In Brief:
A century ago, in the waning years of the City Beautiful Movement, the Pennsylvania Railroad (PRR) and the city of Philadelphia were jointly developing planned improvements to their transportation infrastructure. Collectively known as the “Philadelphia Improvements Project,” civic leaders sought to build a grand parkway, not far from where the PRR would construct a monumental new station on the city’s west side.
Considered to be one of the last of the great train stations to be built, Philadelphia’s 30th Street Station opened to the public in 1933. Clad in Alabama limestone, its classical revival exterior features a towering portico on the west and east facade, each featuring 10 Corinthian columns, 71 feet tall and 11 feet in diameter.

Entries supplied
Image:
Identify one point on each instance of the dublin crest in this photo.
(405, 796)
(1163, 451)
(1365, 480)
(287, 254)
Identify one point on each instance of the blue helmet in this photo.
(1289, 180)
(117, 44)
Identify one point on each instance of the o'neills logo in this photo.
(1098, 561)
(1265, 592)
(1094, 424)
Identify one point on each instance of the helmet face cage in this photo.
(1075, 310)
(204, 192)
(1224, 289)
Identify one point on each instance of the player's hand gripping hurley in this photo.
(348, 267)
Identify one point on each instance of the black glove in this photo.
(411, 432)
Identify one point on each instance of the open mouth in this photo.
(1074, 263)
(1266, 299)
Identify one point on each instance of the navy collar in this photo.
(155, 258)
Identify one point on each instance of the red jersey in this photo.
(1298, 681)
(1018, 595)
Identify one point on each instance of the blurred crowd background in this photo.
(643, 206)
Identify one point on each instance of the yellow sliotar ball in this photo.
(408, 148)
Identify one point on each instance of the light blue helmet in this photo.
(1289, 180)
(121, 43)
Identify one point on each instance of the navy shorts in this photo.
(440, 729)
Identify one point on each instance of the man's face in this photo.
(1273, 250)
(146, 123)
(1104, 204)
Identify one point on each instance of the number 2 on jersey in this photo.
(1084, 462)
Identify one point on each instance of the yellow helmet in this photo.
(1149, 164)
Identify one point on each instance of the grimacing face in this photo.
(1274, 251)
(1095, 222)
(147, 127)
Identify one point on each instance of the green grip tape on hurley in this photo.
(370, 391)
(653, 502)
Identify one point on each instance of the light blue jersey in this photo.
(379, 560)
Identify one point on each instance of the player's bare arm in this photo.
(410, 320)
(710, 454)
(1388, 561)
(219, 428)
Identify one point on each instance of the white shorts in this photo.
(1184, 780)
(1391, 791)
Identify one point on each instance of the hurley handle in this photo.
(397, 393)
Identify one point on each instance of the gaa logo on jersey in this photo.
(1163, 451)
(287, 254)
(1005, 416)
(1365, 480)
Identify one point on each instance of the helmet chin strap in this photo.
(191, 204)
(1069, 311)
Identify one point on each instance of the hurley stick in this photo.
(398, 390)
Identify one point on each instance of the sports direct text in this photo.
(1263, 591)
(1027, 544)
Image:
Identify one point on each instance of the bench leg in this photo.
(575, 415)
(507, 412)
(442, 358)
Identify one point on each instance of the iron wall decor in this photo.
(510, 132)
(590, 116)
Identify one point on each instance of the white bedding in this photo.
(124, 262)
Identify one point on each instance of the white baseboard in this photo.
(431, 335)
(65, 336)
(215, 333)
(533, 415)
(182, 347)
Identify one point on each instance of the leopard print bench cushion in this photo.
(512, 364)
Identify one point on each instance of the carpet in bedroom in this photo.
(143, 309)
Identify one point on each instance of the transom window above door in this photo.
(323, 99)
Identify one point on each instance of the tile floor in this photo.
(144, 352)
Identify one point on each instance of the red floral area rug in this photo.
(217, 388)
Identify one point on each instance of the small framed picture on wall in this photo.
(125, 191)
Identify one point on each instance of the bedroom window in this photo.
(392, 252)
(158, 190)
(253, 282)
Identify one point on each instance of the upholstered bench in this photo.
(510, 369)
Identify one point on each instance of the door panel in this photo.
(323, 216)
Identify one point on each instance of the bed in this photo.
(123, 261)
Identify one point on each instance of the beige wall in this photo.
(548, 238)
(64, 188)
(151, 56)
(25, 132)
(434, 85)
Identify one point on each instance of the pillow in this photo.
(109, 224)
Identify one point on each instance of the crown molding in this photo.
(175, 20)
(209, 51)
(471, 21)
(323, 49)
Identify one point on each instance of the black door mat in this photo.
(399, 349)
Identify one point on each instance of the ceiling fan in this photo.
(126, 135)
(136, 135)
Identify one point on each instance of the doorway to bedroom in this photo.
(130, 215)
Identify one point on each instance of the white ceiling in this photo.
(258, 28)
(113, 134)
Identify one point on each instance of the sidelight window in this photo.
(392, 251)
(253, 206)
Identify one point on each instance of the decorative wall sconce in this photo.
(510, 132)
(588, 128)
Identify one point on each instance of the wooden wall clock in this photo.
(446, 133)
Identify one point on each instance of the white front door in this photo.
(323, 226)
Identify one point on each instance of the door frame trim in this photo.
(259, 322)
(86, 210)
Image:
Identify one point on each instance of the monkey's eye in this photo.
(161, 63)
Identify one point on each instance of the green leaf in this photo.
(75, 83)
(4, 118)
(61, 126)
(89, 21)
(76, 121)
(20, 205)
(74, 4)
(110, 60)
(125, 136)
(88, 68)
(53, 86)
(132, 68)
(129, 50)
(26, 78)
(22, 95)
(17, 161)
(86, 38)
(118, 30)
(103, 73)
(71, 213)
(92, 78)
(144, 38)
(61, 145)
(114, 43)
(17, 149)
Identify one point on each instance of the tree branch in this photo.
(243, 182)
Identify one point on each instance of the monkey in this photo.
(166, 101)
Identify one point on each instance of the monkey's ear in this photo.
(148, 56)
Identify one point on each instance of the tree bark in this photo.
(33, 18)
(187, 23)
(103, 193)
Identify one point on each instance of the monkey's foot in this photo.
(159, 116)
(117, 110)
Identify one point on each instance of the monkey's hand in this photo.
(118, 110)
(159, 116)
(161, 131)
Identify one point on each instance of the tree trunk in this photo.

Using the information
1. For the passage about Philadelphia's 30th Street Station, decide whether each statement agrees with it. Answer yes or no, and quote the exact words that decide it.
(a) The station opened to the public in 1933.
(b) The station's exterior is clad in Indiana limestone.
(c) Each portico has twelve Corinthian columns.
2. Answer these questions from the passage about Philadelphia's 30th Street Station:
(a) What collective name did the planned transportation improvements go by?
(b) On which side of the city would the PRR build its new station?
(c) How tall are the station's Corinthian columns?
3. Write the next part of the passage about Philadelphia's 30th Street Station, starting after its last sentence.

Answers to each task
1.
(a) Yes: "opened to the public in 1933"
(b) No: "Clad in Alabama limestone"
(c) No: "each featuring 10 Corinthian columns"

2.
(a) The "Philadelphia Improvements Project"
(b) The west side
(c) 71 feet

3.
Despite an outward appearance inspired by the past, Philadelphia’s newest station had several advanced features for its time including an elaborate intercom system and pneumatic tube messaging network. The building also included more than 3,000 square feet of hospital space and a chapel that was later used as a temporary morgue during World War II. The roof over the main concourse was reinforced so that it could support small aircraft, although it was never put to the test.
Changing but Unchanged
After 90 years of service, 30th Street Station is still an important part of Philadelphia’s intercity and commuter transportation network, serving also as a hub for local subway, trolley and bus routes. Well over 100,000 people pass through the complex on a typical weekday. It is Amtrak’s third busiest station, after New York and Washington.
An Amtrak publication at the time commemorated the project’s completion as “just the beginning for a far reaching and ambitious plan to transform almost 100 acres of the city into an international center of business, commerce, arts, entertainment and living spaces.” This was just one of several plans and proposals to develop the area around 30th Street Station since it opened in 1933, all of them falling short of expectations.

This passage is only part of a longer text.